Exercise brief: According to the text on the history of N95 respirators, on what date was the modern N95 respirator mask approved?

── Supplied text ──

In the news this week, there have been stories about members of car clubs gathering up unused N95 respirator masks and donating them to hospitals. Plus, hardware stores have signs on their doors stating they have no N95 masks in stock.
Why would a bunch of motorheads and hardware stores have N95 respirators? Originally, the masks were made for mechanical/industrial use, not medical purposes.
According to the Food and Drug Administration (FDA), “The ‘N95′ designation means that when subjected to careful testing, the respirator blocks at least 95 percent of very small (0.3 micron) test particles.”
The N95 is a descendant of gas masks created by scientists in World War I and II; soldiers used them to clean the air supply. Miners used similar masks, which utilized fiberglass as a filter, to prevent black lung disease. Although they did the job of filtering out small particles, they were huge, heavy, and hot—masks wrapped around the whole head and were usually made of rubber. “All the respirators were these giant, gas mask-looking things,” Nikki McCullough, an occupational health and safety leader at 3M, which manufactures N95 respirators, said is a recent interview with Fast Company. “You’d wash them out at night and you could wear them again.”
The first masks were efficient, but not so easy to use or wear. Scientists at 3M went back to the drawing board to develop something a little more user-friendly, and, on May 25, 1972, the modern N95 respirator mask was approved. The single-use masks used a melted polymer that was air blasted into layers of very small fibers. When viruses, vapor, or silica particles are caught in the fibers, they get caught in the maze. In addition, 3M added an electrostatic charge to the material, so even smaller particles get pulled in.

───
── Entries shown ──

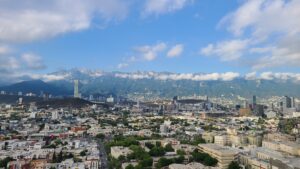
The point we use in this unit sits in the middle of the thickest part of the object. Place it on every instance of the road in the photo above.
(103, 155)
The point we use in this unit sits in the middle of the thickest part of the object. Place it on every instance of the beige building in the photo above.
(222, 140)
(224, 155)
(118, 151)
(288, 147)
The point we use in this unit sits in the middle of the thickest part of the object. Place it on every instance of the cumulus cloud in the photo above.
(122, 65)
(149, 52)
(250, 76)
(226, 50)
(175, 51)
(182, 76)
(4, 49)
(158, 7)
(47, 77)
(33, 61)
(29, 20)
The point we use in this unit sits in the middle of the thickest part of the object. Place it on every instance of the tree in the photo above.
(157, 151)
(234, 165)
(180, 152)
(149, 145)
(146, 162)
(130, 166)
(162, 162)
(169, 148)
(100, 136)
(60, 157)
(83, 153)
(5, 161)
(209, 161)
(54, 157)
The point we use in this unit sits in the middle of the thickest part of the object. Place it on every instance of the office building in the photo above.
(76, 89)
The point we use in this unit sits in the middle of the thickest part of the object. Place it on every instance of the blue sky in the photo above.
(242, 36)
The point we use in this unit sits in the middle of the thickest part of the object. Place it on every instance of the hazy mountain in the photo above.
(162, 84)
(35, 86)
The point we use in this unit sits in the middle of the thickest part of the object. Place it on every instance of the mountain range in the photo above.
(162, 84)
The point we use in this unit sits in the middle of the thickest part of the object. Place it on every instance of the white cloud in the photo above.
(158, 7)
(226, 50)
(175, 51)
(280, 76)
(4, 49)
(9, 64)
(250, 76)
(182, 76)
(22, 21)
(122, 65)
(150, 53)
(33, 61)
(47, 77)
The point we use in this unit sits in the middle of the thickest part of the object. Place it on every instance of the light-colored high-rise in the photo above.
(76, 89)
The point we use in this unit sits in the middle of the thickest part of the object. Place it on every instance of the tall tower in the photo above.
(254, 101)
(76, 90)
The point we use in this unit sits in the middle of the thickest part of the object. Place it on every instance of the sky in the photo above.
(247, 37)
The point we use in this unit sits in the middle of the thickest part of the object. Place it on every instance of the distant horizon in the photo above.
(181, 36)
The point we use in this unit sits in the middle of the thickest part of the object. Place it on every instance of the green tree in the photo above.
(157, 151)
(180, 152)
(5, 161)
(130, 166)
(100, 136)
(83, 153)
(234, 165)
(169, 148)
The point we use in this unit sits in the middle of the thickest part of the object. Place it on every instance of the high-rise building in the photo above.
(286, 102)
(245, 104)
(76, 89)
(293, 103)
(254, 102)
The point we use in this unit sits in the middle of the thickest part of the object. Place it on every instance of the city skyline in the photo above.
(182, 36)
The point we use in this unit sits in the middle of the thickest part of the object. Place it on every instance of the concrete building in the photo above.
(118, 151)
(224, 155)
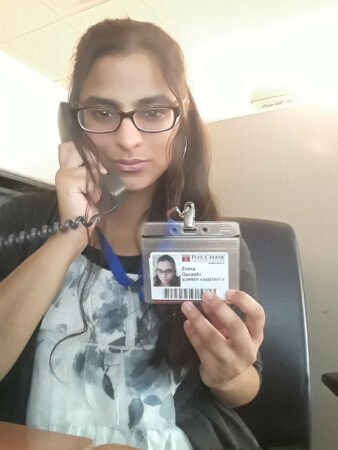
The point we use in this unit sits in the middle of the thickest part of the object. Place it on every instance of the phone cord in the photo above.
(45, 231)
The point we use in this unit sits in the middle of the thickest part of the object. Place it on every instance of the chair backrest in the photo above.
(280, 414)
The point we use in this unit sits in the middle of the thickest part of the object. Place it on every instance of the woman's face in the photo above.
(165, 272)
(128, 82)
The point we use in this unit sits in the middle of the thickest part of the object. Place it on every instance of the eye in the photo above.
(104, 113)
(154, 113)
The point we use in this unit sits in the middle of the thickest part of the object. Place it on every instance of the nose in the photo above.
(127, 135)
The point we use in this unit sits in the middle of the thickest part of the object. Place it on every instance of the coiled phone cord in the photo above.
(109, 182)
(45, 231)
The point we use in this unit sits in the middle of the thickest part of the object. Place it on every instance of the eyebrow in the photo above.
(159, 100)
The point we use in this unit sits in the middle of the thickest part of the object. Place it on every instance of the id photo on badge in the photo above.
(165, 271)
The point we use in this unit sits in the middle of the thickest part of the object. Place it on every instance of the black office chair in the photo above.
(280, 415)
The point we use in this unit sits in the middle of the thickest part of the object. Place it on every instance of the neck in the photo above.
(122, 227)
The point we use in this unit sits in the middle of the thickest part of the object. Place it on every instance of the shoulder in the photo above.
(28, 209)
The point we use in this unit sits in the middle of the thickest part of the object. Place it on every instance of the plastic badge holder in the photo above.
(180, 264)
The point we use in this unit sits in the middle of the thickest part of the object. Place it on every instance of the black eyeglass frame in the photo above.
(128, 114)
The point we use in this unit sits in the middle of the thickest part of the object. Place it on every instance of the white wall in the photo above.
(28, 121)
(283, 165)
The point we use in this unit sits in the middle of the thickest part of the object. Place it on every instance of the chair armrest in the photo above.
(331, 381)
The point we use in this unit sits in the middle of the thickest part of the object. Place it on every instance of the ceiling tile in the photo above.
(68, 7)
(112, 9)
(64, 82)
(51, 46)
(21, 16)
(28, 61)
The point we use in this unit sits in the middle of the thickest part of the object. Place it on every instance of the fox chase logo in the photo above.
(207, 258)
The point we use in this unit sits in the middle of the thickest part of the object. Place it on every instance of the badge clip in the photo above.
(188, 216)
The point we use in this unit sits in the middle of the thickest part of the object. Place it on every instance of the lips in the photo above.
(130, 164)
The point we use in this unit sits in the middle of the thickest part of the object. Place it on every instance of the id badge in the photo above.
(181, 263)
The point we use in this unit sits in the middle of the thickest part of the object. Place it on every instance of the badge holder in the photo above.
(182, 260)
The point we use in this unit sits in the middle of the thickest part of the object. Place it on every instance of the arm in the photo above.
(227, 347)
(27, 292)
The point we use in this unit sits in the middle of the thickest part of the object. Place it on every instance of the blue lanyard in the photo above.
(116, 267)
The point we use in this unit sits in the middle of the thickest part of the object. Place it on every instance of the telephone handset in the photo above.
(110, 184)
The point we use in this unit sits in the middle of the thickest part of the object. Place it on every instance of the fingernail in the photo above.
(208, 297)
(186, 307)
(230, 294)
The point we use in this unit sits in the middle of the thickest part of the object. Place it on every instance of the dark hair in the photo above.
(186, 179)
(175, 281)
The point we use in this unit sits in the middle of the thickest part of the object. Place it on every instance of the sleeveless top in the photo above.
(99, 384)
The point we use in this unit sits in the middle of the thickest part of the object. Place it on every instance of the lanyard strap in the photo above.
(114, 263)
(116, 267)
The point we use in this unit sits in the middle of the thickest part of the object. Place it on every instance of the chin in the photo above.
(134, 184)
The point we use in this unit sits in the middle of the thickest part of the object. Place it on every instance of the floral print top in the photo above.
(99, 384)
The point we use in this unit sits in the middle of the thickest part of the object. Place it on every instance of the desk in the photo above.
(21, 437)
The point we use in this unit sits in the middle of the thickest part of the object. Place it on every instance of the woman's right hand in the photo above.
(74, 187)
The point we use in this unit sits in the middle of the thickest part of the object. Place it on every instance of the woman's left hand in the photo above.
(226, 345)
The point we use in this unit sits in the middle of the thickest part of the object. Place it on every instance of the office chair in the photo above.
(280, 415)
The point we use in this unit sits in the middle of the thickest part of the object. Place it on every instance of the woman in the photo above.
(166, 272)
(83, 354)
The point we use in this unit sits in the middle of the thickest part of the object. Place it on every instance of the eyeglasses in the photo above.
(166, 271)
(106, 120)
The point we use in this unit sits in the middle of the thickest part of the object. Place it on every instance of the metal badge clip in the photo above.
(188, 216)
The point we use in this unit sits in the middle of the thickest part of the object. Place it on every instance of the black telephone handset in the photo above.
(110, 184)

───

Finished task: May 25, 1972.